### Natural language region descriptions
* * * * * * * * *

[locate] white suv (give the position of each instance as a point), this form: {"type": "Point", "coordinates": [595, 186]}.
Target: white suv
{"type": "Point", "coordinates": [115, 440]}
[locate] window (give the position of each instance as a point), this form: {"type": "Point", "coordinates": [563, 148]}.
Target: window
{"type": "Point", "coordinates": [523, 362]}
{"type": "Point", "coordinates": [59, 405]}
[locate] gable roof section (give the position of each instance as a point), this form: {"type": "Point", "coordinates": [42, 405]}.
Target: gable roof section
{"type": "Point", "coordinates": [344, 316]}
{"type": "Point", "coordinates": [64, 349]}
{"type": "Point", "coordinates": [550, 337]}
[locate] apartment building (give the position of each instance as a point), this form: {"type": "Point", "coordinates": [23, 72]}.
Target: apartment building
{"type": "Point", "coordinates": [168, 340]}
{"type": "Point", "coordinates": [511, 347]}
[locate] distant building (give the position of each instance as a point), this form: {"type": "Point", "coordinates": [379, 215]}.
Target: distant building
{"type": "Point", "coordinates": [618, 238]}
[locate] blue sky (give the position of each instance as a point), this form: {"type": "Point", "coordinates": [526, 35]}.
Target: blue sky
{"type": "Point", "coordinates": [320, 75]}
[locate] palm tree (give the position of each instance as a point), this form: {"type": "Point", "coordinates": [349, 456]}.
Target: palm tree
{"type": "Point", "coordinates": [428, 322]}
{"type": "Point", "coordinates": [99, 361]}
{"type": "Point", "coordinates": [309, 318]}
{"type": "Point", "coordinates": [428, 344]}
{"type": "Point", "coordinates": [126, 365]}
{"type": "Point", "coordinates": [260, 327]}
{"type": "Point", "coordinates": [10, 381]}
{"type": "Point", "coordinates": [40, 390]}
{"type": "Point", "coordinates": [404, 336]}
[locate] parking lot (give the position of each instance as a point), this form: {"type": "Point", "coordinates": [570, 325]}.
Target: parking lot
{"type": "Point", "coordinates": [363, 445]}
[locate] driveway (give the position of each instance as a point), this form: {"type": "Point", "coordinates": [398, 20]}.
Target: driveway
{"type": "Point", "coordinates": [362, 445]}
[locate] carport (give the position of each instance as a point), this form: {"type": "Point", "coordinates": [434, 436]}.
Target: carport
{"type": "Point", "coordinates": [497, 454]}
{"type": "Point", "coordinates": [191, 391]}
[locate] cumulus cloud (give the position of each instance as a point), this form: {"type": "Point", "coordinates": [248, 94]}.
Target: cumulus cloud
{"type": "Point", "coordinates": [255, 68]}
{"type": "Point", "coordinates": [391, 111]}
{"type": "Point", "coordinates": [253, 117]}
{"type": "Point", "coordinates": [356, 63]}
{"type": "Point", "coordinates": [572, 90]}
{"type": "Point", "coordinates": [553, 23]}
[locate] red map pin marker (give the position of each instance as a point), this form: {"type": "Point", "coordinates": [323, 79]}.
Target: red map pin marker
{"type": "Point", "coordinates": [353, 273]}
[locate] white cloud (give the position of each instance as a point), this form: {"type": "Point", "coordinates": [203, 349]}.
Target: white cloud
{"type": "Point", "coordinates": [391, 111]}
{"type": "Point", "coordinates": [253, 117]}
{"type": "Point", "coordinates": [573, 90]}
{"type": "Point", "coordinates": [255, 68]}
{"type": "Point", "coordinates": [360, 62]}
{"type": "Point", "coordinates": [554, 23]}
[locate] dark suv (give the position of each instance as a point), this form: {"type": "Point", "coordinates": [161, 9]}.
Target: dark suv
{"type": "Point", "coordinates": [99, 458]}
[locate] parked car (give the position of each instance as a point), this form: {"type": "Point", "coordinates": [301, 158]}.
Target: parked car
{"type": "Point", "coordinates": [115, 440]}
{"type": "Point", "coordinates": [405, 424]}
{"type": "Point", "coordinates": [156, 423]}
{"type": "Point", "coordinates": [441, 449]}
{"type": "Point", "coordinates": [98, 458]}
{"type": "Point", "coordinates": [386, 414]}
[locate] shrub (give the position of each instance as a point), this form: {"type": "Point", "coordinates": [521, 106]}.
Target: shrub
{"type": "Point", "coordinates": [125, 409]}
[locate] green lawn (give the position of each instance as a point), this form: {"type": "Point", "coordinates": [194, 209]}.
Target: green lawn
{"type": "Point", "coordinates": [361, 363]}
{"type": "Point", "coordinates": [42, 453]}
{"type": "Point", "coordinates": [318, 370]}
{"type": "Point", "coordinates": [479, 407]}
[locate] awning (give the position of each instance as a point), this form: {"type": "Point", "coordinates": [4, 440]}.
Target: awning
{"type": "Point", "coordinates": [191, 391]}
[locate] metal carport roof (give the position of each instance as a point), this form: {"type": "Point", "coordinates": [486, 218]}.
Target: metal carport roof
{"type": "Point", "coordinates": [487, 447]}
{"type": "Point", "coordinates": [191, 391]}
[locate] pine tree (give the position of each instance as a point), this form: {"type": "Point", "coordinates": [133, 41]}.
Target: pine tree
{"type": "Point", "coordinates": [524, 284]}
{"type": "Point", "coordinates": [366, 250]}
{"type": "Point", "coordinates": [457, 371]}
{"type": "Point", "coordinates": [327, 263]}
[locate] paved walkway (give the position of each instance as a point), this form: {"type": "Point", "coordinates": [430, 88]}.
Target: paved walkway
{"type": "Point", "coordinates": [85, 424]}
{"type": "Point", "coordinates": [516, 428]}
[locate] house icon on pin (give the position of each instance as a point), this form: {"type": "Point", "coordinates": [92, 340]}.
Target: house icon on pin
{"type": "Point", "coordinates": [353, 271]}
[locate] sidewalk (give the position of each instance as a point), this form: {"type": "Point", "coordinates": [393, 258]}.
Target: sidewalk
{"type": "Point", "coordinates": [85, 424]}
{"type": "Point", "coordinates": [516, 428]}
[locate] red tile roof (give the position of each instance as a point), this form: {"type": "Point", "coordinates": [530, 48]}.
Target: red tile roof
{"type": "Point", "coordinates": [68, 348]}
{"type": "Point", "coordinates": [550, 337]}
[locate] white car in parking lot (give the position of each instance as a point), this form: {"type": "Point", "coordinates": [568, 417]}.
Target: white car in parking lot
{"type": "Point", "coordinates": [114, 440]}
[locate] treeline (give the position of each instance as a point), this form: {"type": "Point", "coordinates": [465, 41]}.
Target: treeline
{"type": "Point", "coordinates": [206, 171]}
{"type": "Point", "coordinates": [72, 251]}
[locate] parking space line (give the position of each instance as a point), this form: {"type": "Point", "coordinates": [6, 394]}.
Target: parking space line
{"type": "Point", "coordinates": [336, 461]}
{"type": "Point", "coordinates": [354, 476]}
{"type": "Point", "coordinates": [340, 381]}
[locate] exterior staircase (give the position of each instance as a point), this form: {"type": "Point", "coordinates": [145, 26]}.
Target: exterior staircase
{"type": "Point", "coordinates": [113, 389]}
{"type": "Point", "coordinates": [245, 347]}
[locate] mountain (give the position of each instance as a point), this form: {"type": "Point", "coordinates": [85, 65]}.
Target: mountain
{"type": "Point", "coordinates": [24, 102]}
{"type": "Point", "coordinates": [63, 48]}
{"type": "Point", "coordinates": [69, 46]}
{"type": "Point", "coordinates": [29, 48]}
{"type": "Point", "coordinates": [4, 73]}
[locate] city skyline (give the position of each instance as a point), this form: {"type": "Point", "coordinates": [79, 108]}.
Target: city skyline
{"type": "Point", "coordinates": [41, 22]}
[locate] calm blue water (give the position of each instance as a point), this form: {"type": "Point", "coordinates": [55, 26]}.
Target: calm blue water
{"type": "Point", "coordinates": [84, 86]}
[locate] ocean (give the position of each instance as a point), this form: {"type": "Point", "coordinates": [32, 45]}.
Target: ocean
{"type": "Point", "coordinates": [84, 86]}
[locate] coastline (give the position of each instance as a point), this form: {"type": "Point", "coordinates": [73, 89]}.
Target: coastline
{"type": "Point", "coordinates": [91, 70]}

* * * * * * * * *

### DIRECTIONS
Please print exactly the lines from the one containing "[locate] ocean (give" through the last line of the records, both included, and nothing else.

### OUTPUT
[locate] ocean (give the position of each instance as a point), this form: {"type": "Point", "coordinates": [32, 45]}.
Target: ocean
{"type": "Point", "coordinates": [84, 86]}
[locate] coastline (give the position of each instance as a point), this form: {"type": "Point", "coordinates": [73, 89]}.
Target: coastline
{"type": "Point", "coordinates": [91, 70]}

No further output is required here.